[Document extract]

CString or char array which one is better in terms of memory

I read somewhere that usage of CString is costly. Can you calrify it with an example. Also among CString and char array, which is better in terms of memory.
CString in addition to array of chars (or wide chars) contains string size, allocated buffer size, and reference counter (serving additionally as a lock flag). The buffer containing the array of chars may be significantly larger than the string it contains -- it allows to reduce the number of time-costly allocation calls. In addition, when the CString is set to be zero-sized, it still contains two wchar characters.
Naturally, when you compare the size of CString with the size of corresponding C-style array, the array will be smaller. However, if you want to manipulate your string as extensively as CString allows, you will eventually define your own variables for string size, buffer size and sometimes refcounter and/or guard flags. Indeed, you need to store your string size to avoid calling strlen each time you need it. You need to store separately your buffer size if you allow your buffer to be larger than the string length, and avoid calling reallocs each time you add to or subtract from the string. And so on -- you trade some small size increase for significant increases in speed, safety and functionality.

[Provided material]
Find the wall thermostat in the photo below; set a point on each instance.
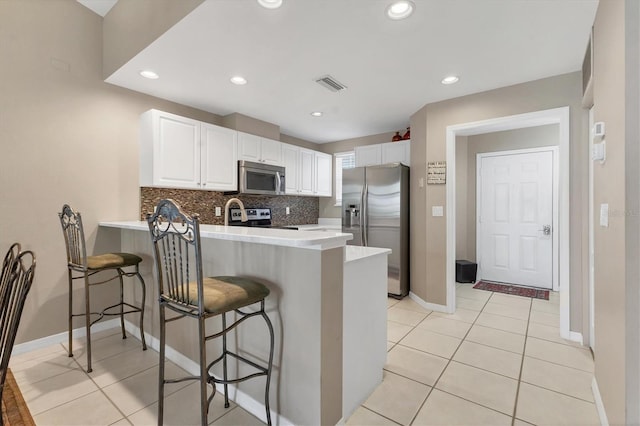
(598, 129)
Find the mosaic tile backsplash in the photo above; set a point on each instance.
(304, 210)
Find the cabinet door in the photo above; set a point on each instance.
(219, 158)
(249, 147)
(368, 155)
(395, 152)
(290, 158)
(324, 174)
(307, 172)
(271, 152)
(176, 151)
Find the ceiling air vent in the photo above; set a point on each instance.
(330, 83)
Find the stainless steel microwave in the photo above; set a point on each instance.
(260, 178)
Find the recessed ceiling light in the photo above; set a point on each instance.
(400, 9)
(238, 80)
(450, 79)
(149, 74)
(270, 4)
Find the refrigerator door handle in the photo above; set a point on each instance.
(364, 217)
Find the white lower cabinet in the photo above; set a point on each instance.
(307, 172)
(178, 152)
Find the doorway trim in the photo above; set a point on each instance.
(558, 116)
(554, 204)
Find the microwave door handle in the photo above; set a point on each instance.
(364, 215)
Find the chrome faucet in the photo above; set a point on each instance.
(243, 212)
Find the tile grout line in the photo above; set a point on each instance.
(448, 362)
(524, 349)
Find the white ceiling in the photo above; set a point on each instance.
(391, 68)
(101, 7)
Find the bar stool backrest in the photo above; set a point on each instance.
(18, 269)
(73, 231)
(178, 258)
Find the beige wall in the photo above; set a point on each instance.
(251, 125)
(616, 183)
(428, 277)
(67, 137)
(531, 137)
(131, 25)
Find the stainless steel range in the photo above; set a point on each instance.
(259, 217)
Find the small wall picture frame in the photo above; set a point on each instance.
(436, 173)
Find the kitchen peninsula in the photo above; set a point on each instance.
(327, 303)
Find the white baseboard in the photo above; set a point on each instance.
(43, 342)
(599, 404)
(431, 306)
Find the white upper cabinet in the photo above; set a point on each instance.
(219, 158)
(390, 152)
(258, 149)
(290, 154)
(178, 152)
(368, 155)
(307, 172)
(306, 176)
(396, 152)
(324, 174)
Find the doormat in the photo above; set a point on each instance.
(14, 409)
(512, 289)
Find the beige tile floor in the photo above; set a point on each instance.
(498, 360)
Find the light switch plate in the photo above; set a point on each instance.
(604, 215)
(599, 152)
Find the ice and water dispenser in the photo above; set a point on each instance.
(352, 216)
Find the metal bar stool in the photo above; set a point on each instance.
(18, 269)
(183, 289)
(83, 267)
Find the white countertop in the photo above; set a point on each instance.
(278, 237)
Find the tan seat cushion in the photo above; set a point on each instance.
(223, 294)
(112, 260)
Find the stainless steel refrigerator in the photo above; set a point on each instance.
(375, 202)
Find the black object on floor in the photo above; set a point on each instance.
(466, 271)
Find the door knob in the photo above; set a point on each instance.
(546, 229)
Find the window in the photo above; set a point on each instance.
(344, 160)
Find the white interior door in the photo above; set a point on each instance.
(515, 218)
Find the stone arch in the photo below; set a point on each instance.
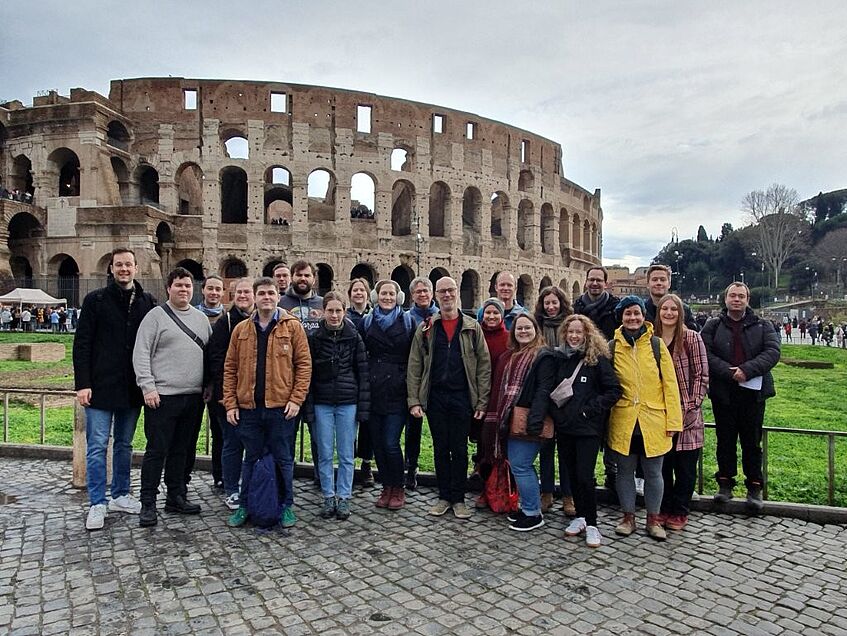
(403, 275)
(524, 292)
(320, 189)
(439, 204)
(189, 186)
(325, 277)
(402, 207)
(366, 271)
(65, 164)
(362, 195)
(192, 266)
(524, 223)
(548, 229)
(469, 289)
(148, 184)
(500, 210)
(526, 180)
(233, 195)
(436, 273)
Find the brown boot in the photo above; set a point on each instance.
(627, 525)
(655, 529)
(397, 499)
(384, 498)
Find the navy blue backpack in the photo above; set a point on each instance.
(263, 502)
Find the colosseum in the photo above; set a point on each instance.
(232, 177)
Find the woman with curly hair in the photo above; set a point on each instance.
(583, 355)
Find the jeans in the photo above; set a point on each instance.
(740, 420)
(385, 437)
(169, 430)
(654, 485)
(522, 454)
(335, 429)
(232, 451)
(579, 455)
(414, 429)
(266, 430)
(679, 471)
(548, 469)
(98, 425)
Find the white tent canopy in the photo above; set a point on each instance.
(24, 296)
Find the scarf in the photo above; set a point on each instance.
(383, 319)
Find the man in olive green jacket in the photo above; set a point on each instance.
(449, 378)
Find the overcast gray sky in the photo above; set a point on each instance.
(674, 109)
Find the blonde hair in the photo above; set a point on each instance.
(595, 342)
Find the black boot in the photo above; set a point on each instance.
(148, 516)
(181, 505)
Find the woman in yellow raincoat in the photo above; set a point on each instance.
(642, 423)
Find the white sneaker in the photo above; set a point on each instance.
(96, 517)
(125, 503)
(233, 502)
(593, 538)
(576, 527)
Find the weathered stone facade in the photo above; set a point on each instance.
(154, 166)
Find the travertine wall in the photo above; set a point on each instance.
(156, 175)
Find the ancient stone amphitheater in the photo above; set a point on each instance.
(232, 177)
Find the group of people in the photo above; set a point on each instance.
(361, 370)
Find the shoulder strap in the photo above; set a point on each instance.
(184, 327)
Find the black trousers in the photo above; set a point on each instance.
(579, 455)
(169, 430)
(414, 430)
(679, 472)
(449, 416)
(739, 419)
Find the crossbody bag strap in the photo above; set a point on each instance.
(184, 327)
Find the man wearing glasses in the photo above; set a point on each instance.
(449, 378)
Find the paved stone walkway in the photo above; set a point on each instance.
(400, 573)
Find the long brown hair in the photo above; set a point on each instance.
(680, 317)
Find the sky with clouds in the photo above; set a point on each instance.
(673, 109)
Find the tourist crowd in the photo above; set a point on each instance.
(567, 381)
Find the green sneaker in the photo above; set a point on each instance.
(288, 519)
(237, 518)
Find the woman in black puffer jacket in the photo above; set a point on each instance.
(339, 397)
(581, 420)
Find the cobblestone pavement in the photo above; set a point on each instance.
(400, 572)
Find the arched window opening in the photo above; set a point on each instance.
(439, 200)
(148, 185)
(548, 229)
(237, 147)
(233, 195)
(403, 275)
(364, 270)
(499, 213)
(189, 185)
(401, 160)
(325, 278)
(362, 196)
(321, 193)
(469, 289)
(402, 206)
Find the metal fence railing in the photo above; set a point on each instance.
(43, 394)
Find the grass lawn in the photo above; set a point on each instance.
(797, 465)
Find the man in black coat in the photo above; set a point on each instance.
(742, 350)
(105, 383)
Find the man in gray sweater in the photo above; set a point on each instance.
(168, 362)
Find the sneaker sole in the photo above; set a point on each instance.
(538, 525)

[Exercise goal] Rewrite the part of the CString text that opens with "CString or char" and closes with "two wchar characters.", changing "reference counter" to "use count". The lines after the text aren't needed here.

[Output of the exercise]
CString or char array which one is better in terms of memory

I read somewhere that usage of CString is costly. Can you calrify it with an example. Also among CString and char array, which is better in terms of memory.
CString in addition to array of chars (or wide chars) contains string size, allocated buffer size, and use count (serving additionally as a lock flag). The buffer containing the array of chars may be significantly larger than the string it contains -- it allows to reduce the number of time-costly allocation calls. In addition, when the CString is set to be zero-sized, it still contains two wchar characters.